> _THE TASK_: Return exactly the span that opens with the line containing "The automated pipeline tagged ear" and closes with the final line of the records, both included.

Phrase grounding data
........

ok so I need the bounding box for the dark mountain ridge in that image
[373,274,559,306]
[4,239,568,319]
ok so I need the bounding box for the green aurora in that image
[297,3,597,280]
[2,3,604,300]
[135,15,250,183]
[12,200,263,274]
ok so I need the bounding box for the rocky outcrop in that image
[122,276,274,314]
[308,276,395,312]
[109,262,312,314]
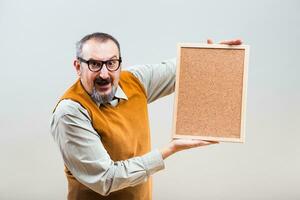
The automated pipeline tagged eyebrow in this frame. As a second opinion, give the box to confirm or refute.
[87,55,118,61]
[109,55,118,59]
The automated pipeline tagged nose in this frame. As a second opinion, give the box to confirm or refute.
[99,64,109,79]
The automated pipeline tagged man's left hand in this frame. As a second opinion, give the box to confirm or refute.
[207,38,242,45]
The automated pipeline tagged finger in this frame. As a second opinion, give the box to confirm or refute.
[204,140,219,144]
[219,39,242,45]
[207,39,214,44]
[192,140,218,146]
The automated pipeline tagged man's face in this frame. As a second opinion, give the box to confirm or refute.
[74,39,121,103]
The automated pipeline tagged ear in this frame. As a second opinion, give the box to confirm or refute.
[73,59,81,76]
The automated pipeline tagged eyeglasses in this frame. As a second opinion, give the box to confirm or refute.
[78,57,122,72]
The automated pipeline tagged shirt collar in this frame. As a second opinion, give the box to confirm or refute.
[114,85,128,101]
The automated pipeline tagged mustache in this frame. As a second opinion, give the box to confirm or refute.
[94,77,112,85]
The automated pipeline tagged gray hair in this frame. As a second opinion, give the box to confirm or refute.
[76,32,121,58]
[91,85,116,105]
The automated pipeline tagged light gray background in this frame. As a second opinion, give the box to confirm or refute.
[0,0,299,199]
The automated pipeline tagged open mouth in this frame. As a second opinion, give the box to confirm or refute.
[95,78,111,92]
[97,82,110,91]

........

> _TASK RESULT_:
The automated pipeline tagged ear in this frame. As a second opinion, give the box to confirm or refute.
[73,59,81,76]
The automated pipeline tagged eyeglasses in this frame. As a second opinion, give the box to confirm or refute.
[78,57,122,72]
The automated pipeline tagged shirt collar in this frame. As a second opinion, give the box to confirm or refute.
[114,85,128,101]
The automated pipeline tagged mustache in this frame. As a second opinion, give the box to confirm or refute.
[94,77,112,85]
The automated pipeline tagged gray hair in this frame. As a second opinion, give the box to confirm or refute.
[76,32,121,58]
[91,85,116,105]
The automated pipeline tagged light gray background in this frame. As a second opinion, give the box to confirm or refute.
[0,0,299,199]
The automated pipeline tagged open mouth in this frame. As a second opinion, give the box to confirm or refute.
[95,78,111,92]
[97,82,110,91]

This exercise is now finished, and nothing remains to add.